Text under study ▸
════
2004 OPEN FORUM Abstracts
NON-INVASIVE CARDIAC OUTPUT MONITOR (NICO) vs. BOLUS THERMODILUTION CARDIAC OUTPUT (TDCO), FICK TECHNIQUE, AND CONTINUOUS CARDIAC OUTPUT (CCO)
Desjardins, RRT; Sally Whitten, RRT, Virginia Eddy, MD, Stephen
Prato, MA, Maine Medical Center, Portland, ME
Introduction: Cardiac Output (CO) measurements provide valuable information for the management of patients in the critical care setting. Bolus thermodilution cardiac output (TDCO) measurements have been available for over twenty years. Continuous cardiac output measurements (CCO) via the pulmonary artery catheter have seen more recent clinical application. Currently, technological advances make such analysis possible with both a continuous and non-invasive method. NICO (Novametrix Medical Systems, Wallingford, CT) is a continuous, non-invasive cardiac output monitor based on the partial CO2 rebreathing indirect technique. The ratio of the change in end-tidal CO2 (ETCO2) and CO2 excretion (VCO2), in response to a 50-second period of rebreathing, is used to calculate cardiac output. This study compared the measurement of CO using the NICO rebreathing method to the currently used intermittent bolus (TDCO) and continuous cardiac output (CCO) techniques. Traditional oxygen-Fick technique (FICK), utilizing bedside indirect calorimetry with an arterial blood gas sample, was also compared.
════
Data shown ▸
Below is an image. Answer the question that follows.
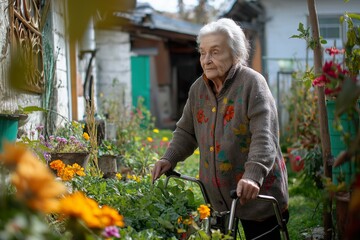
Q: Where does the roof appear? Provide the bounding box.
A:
[116,3,202,36]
════
Activity A ▸ Reproduce a passage from the cardiac output abstract, beginning at the words "2004 OPEN FORUM" and stopping after "TECHNIQUE, AND CONTINUOUS CARDIAC OUTPUT (CCO)".
Activity B ▸
Answer these questions from the cardiac output abstract:
(i) For how long have bolus thermodilution cardiac output measurements been available?
(ii) How long is the period of rebreathing used by NICO to calculate cardiac output?
(iii) What does the traditional oxygen-Fick technique use besides bedside indirect calorimetry?
The listing stands apart from the cardiac output abstract and is unrelated material.

Response A ▸
2004 OPEN FORUM Abstracts
NON-INVASIVE CARDIAC OUTPUT MONITOR (NICO) vs. BOLUS THERMODILUTION CARDIAC OUTPUT (TDCO), FICK TECHNIQUE, AND CONTINUOUS CARDIAC OUTPUT (CCO)

Response B ▸
(i) Over twenty years.
(ii) 50 seconds.
(iii) An arterial blood gas sample.